14. Vervlochten grenzen - Marion Bloem

Onderdeel van de leeslijst: vrije keuze uit bovenstaande 14 keuzes.
Dit boek is uitgegeven in 2009.

Samenvatting van de inhoud Senne (blz. 9-47)
Senne Portier, een mooi halfbloed meisje, is achttien jaar oud en ze maakt zich op om haar koffers te pakken en naar Nederland af te reizen. Mondjesmaat wordt aan de lezer prijsgegeven wat er zich heeft afgespeeld. Ze had op de Jakarta International School (JIS) een Indonesisch vriendje dat de bijnaam Knife had, maar die verder HIQ wordt genoemd. Omdat hij sympathiseerde met de terroristen die een aanslag op Bali hadden gepleegd, kregen ze ruzie en is HIQ uit haar leven verdwenen. Haar vader Ray is kort ervoor overleden onder verdachte omstandigheden. Ze zag haar vader maar weinig vanwege de drukke werkzaamheden van hem.
Senne vertelt ook over haar oma en opa in het Jappenkamp en haar Opa Portier die in het KNIL heeft gediend. In 1950 zijn ze op aandringen van oma naar Nederland verhuisd. Senne heeft een goede band gehad met haar vader Ray. Dat komt o.a. omdat ze op school een werkstuk over het verleden van zijn vader heeft gemaakt. Zij kreeg gegevens los van haar opa, die verder het liefst over zijn verleden zweeg tegenover zijn kinderen. Hij heeft eigenlijk spijt van zijn intrede in het KNIL gehad.

__Verstrekte gegevens__:

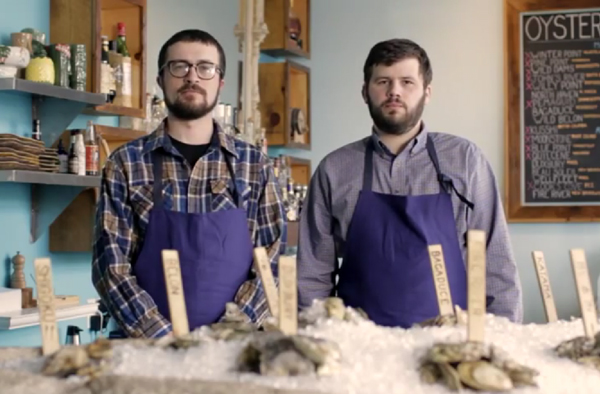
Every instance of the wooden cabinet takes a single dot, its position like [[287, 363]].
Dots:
[[301, 171], [288, 22], [85, 22], [285, 104]]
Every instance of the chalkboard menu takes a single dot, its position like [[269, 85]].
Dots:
[[560, 107]]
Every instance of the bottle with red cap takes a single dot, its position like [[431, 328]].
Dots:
[[121, 43]]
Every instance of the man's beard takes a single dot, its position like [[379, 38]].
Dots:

__Opdracht__:
Neem uit de samenvatting van het boek alles over van "Dit boek is" tot en met "werkzaamheden van hem.", waarbij "koffers" wordt vervangen door "tassen".

__Uitgewerkt antwoord__:
Dit boek is uitgegeven in 2009.

Samenvatting van de inhoud Senne (blz. 9-47)
Senne Portier, een mooi halfbloed meisje, is achttien jaar oud en ze maakt zich op om haar tassen te pakken en naar Nederland af te reizen. Mondjesmaat wordt aan de lezer prijsgegeven wat er zich heeft afgespeeld. Ze had op de Jakarta International School (JIS) een Indonesisch vriendje dat de bijnaam Knife had, maar die verder HIQ wordt genoemd. Omdat hij sympathiseerde met de terroristen die een aanslag op Bali hadden gepleegd, kregen ze ruzie en is HIQ uit haar leven verdwenen. Haar vader Ray is kort ervoor overleden onder verdachte omstandigheden. Ze zag haar vader maar weinig vanwege de drukke werkzaamheden van hem.